= Texte source =
+--

Autre absurdité, celle de faire redémarrer l’histoire. L'usage mal commode des années négatives " avant Jésus-Christ " aurait dû ouvrir les yeux. Comment Romme comptait-il célébrer la prise de la Bastille, survenue le sextidi 26 Messidor de l'an 3 "avant" la République Française ? Nos écoliers républicains auraient-ils dû vraiment apprendre la date de la bataille de Marignan, 277 avant Valmy ? Ce n'est que cinq siècles après le Christ que Denys le Scythe en avait calculé une date hypothétique de naissance… Si vraiment on voulait solenniser la République, il aurait fallu la mettre "au cœur du Temps ", en l'an 5000, ce qui aurait " remis à l'endroit " les histoires égyptienne, perse, grecque et romaine, dont les révolutionnaires faisaient grand cas. Il est peu probable que l’Église, ni aucun pays, ait suivi la France sur ce point, mais peut-être les astronomes et les historiens de l'Antiquité auraient-ils trouvé cela commode.

 

Liberté, paternité, fraternité

 

En sécularisant les registres d'état civil, qui " font foi " de l'identité des personnes, la République fut mieux inspirée qu'avec le calendrier, puisque cela survécût au Concordat. La théologie laïque devrait faire grand cas de la science anthropologique, notamment quand elle traite de la désignation des parentés. Le mariage crée le « mari » et l'« épouse », la naissance du premier enfant crée le « père » et la «  mère », la naissance du second enfant crée le « frère » et la « sœur », le décès du conjoint crée le « veuf » et la « veuve ». L'interprétation théologique constaterait que la République reconnaissait ainsi qu'étaient dignes d'être " enregistrés ", et le nom, et la naissance d'un enfant, fille ou garçon, et l'union indissoluble, pour les siècles des siècles, des deux parents de chaque enfant.

+--

= Entrées de l'exercice =
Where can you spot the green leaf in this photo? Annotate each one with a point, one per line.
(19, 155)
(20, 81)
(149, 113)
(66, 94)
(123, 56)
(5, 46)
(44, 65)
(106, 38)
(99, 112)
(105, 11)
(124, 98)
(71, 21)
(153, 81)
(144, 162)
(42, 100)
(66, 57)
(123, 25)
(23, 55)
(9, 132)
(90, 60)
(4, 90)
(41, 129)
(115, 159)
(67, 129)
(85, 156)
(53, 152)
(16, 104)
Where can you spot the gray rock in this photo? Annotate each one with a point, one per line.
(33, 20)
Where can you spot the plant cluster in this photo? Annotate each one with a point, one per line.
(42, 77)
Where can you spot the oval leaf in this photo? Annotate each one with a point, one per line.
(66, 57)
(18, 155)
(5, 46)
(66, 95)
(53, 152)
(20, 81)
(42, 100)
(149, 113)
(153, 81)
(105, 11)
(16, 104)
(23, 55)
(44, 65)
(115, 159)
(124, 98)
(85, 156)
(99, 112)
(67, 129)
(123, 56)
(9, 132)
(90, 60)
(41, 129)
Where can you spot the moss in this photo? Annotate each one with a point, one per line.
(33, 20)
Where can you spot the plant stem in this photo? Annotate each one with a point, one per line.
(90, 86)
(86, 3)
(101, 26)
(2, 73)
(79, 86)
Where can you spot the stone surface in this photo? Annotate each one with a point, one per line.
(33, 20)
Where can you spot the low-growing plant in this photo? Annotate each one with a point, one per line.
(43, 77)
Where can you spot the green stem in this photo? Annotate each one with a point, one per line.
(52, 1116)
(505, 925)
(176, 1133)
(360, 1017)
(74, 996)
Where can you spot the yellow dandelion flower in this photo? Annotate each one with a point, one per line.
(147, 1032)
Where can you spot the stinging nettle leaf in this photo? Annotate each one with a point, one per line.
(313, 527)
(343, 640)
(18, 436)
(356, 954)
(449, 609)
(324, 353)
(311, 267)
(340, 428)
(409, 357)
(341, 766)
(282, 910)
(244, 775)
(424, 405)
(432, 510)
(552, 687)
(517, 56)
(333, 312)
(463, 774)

+--

= Consigne donnée 1 =
Répondez à ces questions à partir du texte source, en reprenant les lettres dans votre réponse :
(a) Combien d'années avant Valmy se situe la bataille de Marignan ?
(b) En quelle année faudrait-il placer la République pour la mettre « au cœur du Temps » ?
(c) Quel événement crée le « frère » et la « sœur » ?
= Consigne donnée 2 =
Redimensionnez les entrées depuis la ligne contenant « Where can you spot the yellow » jusqu'à la fin des entrées, bornes comprises. Recopiez toutes ces lignes, consignes incluses et inchangées, en multipliant par 1,9 chaque coordonnée des points donnés en réponse et en arrondissant à l'entier, les demis vers le haut.

= Corrigé 1 =
(a) 277 ans avant Valmy.
(b) En l'an 5000.
(c) La naissance du second enfant.

= Corrigé 2 =
Where can you spot the yellow dandelion flower in this photo? Annotate each one with a point, one per line.
(279, 1961)
Where can you spot the stinging nettle leaf in this photo? Annotate each one with a point, one per line.
(595, 1001)
(652, 1216)
(34, 828)
(676, 1813)
(853, 1157)
(616, 671)
(591, 507)
(646, 813)
(777, 678)
(648, 1455)
(536, 1729)
(464, 1473)
(806, 770)
(821, 969)
(1049, 1305)
(982, 106)
(633, 593)
(880, 1471)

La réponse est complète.